### TEXT EXTRACT
start

I depends if you want to use all that tech. I don't have nav and don't link my phone so basically the display is radio. I have most of the 'driver assist' tech turned off. What you mentioned is what my manufacturer calls 'lane keeping assist', and I figure if I can't drive down the road and keep between the lines it's time to stop driving (and btw, it doesn't work if there are no lines or it can't detect them). My wife's car does have the 'lane changing alert' (you signal but somebody is beside you) - that is kinda handy, especially in heavy traffic and/or the windows are dirty. Some new designs give significant blind spots, which should be solved by proper mirror adjustment but none of us is perfect.


----------



## Startingover (Apr 18, 2012)

Where rear view mirror is attached there's like a big black box thing. It must have a purpose. I’ll get photo tomorrow.

i did get rid of a green ECO on dash near speedometer that had a white bar which CONSTANTLY moved depending on how I was driving and got on my last nerve. Now there are road lanes showing front of the car there. Who needs anything there?

it’s supposed to correct if you get too close to something And since I probably can’t find a human to stand in my drive and let me pretend to hit I’m going to roll my big trash bin out to the drive and aim for it

but maybe you have to be going faster before that feature works


----------



## LawrenceS (Oct 21, 2020)

Chris616 said:


> No manufacturer is going to spend more money making a car in order to have two different ways to start it. We have two cars, one using the key and one using the button and I don't really see that it makes any difference. The button has many advantages, one of which is preventing someone from engaging the starter on an already running engine.

end

### SUPPLIED RECORDS
start

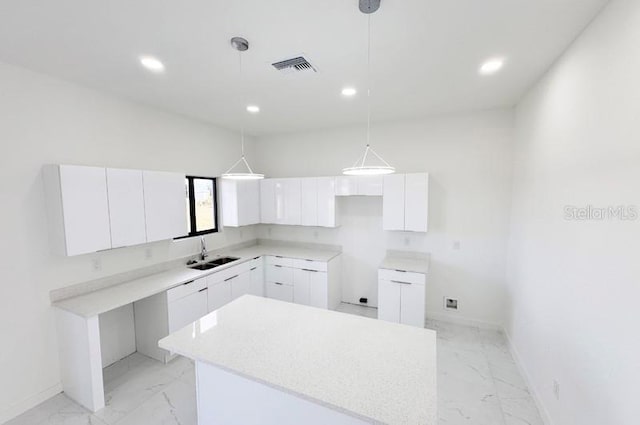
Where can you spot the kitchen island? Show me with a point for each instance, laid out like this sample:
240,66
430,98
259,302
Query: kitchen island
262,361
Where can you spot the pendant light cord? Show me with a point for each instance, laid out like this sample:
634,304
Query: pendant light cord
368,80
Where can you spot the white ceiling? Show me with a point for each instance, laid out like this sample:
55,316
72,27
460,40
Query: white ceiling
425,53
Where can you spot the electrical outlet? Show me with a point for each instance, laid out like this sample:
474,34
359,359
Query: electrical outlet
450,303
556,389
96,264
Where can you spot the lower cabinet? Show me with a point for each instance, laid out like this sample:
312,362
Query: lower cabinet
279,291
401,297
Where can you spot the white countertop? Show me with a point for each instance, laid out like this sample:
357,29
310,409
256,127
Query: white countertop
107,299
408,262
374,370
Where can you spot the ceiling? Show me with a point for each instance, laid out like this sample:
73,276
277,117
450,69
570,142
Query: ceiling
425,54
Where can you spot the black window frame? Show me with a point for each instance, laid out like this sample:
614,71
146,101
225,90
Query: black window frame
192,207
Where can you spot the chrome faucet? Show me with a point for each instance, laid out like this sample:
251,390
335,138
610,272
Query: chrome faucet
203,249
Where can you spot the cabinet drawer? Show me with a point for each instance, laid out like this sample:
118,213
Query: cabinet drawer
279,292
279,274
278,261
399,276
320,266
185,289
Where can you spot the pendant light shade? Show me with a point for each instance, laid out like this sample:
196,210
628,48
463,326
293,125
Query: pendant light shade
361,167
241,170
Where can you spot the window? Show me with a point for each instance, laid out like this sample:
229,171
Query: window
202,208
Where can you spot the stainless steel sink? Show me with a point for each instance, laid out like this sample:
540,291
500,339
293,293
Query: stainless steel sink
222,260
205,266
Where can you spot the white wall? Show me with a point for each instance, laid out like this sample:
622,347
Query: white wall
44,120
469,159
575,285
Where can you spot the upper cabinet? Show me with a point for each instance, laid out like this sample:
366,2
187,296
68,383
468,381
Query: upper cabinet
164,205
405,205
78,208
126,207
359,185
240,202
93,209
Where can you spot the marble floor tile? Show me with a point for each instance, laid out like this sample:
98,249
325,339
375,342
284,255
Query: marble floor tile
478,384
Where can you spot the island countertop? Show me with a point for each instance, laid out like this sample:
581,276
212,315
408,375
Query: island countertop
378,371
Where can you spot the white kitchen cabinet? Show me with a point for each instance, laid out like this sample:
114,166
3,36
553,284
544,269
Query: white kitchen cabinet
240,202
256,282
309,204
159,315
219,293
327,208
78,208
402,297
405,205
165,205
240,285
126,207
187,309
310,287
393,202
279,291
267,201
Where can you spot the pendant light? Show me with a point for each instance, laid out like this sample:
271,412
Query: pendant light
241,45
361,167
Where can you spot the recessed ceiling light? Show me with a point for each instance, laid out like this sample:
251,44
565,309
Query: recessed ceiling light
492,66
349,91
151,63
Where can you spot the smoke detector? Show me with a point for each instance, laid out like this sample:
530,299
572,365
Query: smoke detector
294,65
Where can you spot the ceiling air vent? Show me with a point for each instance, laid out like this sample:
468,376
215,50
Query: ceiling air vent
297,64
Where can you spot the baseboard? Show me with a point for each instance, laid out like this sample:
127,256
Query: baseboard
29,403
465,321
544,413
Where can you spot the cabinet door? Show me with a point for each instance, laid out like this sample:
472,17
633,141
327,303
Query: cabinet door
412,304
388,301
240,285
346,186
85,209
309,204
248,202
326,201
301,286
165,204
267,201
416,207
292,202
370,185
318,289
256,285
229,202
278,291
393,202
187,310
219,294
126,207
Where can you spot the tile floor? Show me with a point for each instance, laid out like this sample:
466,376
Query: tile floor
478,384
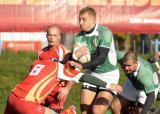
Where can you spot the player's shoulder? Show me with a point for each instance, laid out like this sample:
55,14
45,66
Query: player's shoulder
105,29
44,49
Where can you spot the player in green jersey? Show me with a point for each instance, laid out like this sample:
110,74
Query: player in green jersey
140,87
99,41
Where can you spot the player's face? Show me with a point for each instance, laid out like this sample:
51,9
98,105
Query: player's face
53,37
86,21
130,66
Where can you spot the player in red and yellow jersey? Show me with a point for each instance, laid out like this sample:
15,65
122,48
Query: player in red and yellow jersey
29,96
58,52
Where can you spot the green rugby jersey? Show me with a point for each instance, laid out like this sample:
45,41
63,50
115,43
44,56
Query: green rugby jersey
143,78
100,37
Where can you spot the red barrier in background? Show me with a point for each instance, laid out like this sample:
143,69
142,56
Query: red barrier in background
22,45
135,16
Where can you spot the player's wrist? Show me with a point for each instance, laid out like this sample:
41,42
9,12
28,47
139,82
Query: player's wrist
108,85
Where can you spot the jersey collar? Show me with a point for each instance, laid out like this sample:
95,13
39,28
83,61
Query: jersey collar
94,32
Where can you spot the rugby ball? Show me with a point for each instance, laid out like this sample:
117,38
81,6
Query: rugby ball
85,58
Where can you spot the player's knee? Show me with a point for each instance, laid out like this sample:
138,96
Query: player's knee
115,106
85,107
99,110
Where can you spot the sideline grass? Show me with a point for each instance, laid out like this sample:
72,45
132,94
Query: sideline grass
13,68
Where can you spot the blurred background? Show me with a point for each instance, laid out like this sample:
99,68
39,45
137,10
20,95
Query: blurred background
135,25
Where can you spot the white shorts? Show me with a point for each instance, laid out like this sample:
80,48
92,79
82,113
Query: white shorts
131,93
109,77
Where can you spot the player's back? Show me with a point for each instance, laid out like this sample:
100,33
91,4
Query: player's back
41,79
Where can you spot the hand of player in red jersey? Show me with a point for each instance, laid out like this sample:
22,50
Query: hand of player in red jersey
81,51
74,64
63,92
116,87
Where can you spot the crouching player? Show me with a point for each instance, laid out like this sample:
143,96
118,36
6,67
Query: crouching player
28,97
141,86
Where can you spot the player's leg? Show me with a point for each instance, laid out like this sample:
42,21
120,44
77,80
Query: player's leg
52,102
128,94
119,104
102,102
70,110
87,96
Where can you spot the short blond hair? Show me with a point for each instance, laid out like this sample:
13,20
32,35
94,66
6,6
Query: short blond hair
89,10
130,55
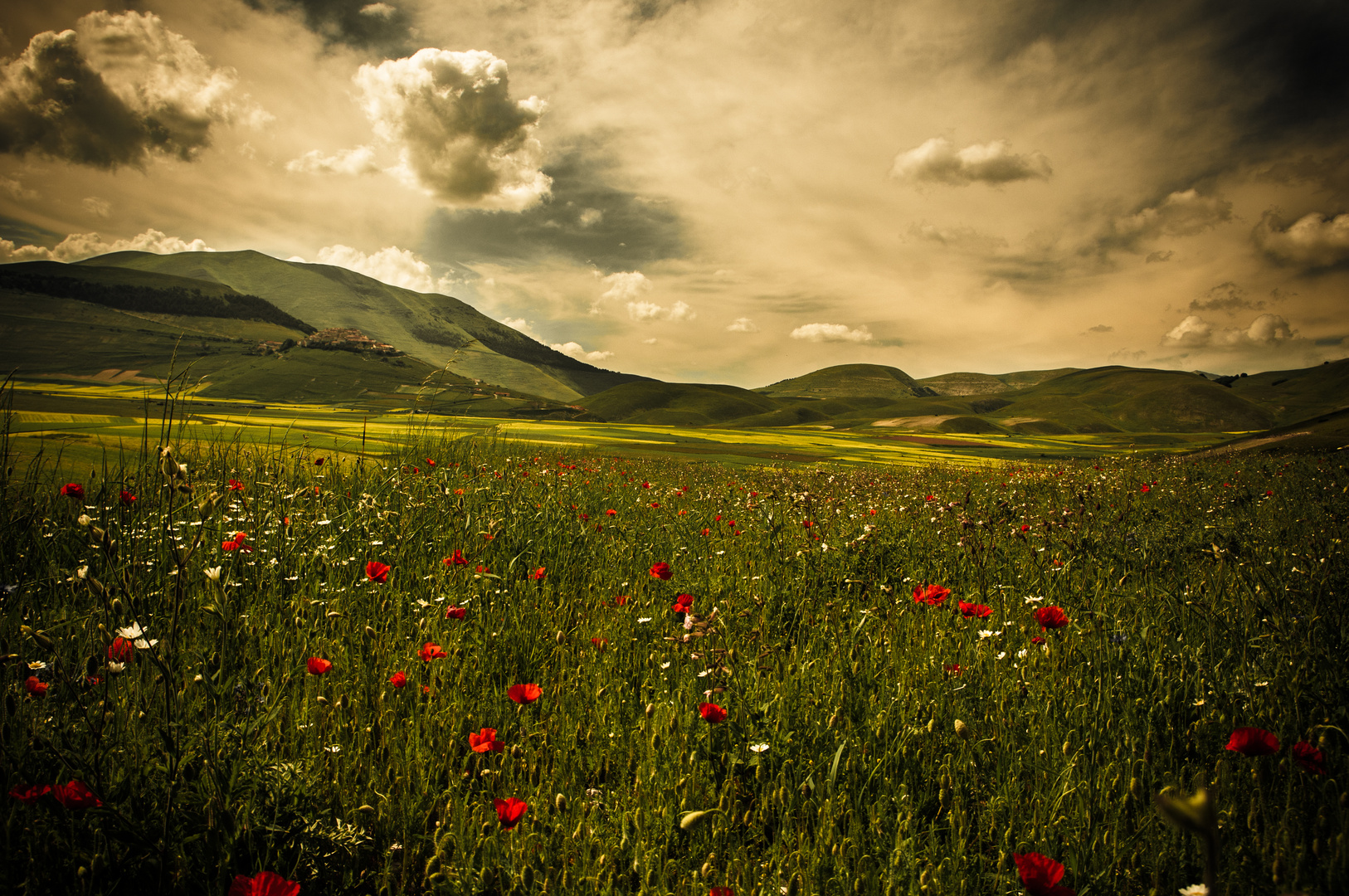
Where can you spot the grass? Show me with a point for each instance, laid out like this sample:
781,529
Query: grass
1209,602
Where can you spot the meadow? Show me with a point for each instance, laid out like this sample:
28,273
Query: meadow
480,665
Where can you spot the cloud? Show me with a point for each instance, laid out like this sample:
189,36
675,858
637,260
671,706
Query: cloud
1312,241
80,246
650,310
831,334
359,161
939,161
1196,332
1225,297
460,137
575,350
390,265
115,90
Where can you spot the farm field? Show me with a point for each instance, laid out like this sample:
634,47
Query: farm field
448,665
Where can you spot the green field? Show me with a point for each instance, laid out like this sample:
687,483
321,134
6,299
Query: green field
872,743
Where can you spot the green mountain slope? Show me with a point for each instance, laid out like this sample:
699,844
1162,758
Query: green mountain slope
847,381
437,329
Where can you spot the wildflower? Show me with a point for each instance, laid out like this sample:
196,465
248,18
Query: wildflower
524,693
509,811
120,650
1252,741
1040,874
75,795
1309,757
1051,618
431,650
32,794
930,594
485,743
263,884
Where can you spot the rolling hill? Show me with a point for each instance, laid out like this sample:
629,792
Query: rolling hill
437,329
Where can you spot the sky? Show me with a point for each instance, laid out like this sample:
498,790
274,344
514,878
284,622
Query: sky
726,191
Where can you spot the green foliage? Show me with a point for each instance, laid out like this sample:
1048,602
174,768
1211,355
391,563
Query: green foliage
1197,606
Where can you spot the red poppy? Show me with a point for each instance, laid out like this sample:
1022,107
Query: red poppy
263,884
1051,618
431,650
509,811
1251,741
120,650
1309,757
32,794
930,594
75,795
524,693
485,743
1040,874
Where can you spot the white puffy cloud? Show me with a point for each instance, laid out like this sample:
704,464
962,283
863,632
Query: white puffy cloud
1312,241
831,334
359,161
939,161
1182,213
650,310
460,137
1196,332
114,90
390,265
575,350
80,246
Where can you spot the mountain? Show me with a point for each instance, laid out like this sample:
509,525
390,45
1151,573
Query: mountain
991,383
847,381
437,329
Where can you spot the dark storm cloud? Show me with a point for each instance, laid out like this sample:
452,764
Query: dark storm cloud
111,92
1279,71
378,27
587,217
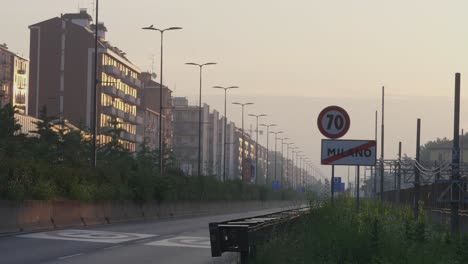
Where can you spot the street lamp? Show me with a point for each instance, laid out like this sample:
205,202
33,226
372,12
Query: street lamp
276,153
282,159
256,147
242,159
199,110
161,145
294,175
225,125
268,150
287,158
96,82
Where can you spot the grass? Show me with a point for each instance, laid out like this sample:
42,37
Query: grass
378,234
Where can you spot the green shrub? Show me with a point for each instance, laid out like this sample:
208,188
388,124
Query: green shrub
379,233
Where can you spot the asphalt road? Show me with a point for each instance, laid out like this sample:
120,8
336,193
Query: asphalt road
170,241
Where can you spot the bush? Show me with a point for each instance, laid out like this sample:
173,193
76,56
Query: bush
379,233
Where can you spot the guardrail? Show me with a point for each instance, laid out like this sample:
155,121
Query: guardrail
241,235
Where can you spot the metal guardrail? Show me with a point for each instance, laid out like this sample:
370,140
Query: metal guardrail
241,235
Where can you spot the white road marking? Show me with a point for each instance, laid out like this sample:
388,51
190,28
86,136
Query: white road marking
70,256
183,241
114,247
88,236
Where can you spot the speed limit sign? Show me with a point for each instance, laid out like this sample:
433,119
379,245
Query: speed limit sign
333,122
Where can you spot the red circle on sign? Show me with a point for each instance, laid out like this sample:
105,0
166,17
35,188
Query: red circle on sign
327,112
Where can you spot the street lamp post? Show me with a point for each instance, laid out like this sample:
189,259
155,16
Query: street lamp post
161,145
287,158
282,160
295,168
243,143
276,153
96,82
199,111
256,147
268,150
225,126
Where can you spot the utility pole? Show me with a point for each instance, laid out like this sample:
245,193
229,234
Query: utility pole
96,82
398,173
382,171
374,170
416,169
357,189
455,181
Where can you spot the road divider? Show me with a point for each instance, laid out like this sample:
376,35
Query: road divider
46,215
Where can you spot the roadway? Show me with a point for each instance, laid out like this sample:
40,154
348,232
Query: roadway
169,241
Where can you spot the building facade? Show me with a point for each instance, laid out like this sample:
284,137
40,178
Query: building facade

end

### WRITTEN TASK 1
In the forum thread about car technology, what does the first poster's manufacturer call the feature that keeps the car between the lines?
### WRITTEN TASK 2
Rewrite the forum thread about car technology from "## Startingover (Apr" to "needs anything there?", putting "tachometer" in place of "speedometer".

### FULL SOLUTION 1
Lane keeping assist.

### FULL SOLUTION 2
## Startingover (Apr 18, 2012)

Where rear view mirror is attached there's like a big black box thing. It must have a purpose. I’ll get photo tomorrow.

i did get rid of a green ECO on dash near tachometer that had a white bar which CONSTANTLY moved depending on how I was driving and got on my last nerve. Now there are road lanes showing front of the car there. Who needs anything there?